[Provided data]

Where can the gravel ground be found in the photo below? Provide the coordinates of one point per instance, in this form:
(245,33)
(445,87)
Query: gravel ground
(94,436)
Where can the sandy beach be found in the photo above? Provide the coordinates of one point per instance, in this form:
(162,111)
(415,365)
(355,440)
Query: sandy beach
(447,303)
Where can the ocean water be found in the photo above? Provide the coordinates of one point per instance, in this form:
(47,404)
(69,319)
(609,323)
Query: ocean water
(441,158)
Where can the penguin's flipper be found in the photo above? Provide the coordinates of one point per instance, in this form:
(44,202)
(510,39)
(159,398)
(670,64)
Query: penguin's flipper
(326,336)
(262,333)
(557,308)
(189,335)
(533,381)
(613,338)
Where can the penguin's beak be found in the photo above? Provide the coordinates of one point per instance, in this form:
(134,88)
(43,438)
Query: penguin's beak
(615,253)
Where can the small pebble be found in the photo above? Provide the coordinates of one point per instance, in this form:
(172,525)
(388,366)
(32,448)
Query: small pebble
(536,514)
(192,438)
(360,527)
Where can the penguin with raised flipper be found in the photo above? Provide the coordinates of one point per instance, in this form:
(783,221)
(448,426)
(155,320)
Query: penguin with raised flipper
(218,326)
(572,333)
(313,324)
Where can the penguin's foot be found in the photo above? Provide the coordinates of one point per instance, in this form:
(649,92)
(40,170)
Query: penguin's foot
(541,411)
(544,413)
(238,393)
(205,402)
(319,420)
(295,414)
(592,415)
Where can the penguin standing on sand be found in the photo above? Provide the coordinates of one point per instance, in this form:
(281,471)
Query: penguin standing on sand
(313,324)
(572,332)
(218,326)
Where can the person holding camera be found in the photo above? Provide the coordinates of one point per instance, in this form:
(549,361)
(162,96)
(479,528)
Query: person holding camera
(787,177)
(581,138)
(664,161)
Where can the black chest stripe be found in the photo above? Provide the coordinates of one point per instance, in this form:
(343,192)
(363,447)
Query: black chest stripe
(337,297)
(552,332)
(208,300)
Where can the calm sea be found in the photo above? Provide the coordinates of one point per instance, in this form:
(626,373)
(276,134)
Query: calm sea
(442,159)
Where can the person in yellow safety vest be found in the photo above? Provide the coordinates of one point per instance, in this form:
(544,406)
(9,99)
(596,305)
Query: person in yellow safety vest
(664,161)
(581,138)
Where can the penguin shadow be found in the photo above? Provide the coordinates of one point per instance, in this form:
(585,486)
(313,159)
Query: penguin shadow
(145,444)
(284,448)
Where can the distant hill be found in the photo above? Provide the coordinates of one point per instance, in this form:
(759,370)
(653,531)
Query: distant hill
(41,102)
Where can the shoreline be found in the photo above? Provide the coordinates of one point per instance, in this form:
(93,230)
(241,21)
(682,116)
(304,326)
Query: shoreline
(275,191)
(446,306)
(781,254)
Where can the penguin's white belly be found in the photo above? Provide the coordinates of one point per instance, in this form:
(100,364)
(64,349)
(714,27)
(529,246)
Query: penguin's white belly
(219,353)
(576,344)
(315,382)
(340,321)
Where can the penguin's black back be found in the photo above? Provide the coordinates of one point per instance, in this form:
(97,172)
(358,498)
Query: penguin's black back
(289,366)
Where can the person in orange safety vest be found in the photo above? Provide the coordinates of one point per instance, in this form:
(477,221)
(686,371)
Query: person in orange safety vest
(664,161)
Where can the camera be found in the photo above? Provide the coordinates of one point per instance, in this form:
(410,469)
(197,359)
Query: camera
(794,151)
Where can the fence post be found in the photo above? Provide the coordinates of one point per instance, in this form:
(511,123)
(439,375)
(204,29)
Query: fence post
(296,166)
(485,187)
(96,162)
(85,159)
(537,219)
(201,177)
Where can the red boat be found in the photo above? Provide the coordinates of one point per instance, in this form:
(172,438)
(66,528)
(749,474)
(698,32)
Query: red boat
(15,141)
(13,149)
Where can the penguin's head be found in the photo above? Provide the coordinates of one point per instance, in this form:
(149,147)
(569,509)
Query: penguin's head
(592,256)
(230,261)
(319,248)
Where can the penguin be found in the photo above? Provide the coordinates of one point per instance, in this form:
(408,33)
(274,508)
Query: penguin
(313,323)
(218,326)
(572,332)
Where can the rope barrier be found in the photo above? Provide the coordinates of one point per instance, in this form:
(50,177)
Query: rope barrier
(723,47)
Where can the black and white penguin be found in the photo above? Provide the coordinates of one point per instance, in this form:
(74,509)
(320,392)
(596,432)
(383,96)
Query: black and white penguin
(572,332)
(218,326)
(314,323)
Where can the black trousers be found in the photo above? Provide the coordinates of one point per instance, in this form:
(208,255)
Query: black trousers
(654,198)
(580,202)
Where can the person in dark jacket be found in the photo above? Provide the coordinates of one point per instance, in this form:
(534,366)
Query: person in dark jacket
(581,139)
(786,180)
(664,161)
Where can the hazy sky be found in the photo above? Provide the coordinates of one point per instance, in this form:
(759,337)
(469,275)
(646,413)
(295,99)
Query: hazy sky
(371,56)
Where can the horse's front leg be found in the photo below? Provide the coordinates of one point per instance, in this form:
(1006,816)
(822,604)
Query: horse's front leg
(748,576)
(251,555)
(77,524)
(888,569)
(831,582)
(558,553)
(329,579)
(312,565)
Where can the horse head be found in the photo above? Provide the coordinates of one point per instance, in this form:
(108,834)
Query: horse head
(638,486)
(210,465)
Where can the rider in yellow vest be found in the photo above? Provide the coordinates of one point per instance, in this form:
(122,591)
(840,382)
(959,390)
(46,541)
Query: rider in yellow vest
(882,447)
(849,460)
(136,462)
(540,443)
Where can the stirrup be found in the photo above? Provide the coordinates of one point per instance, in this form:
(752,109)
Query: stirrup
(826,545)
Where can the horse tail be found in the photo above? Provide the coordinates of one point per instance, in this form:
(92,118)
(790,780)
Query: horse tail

[Your assignment]
Write down every line of the data above that includes the string "tail".

[Result below]
Where can the horse tail be found in the photo above? Provide the coordinates of one point per instance, in this form:
Query: horse tail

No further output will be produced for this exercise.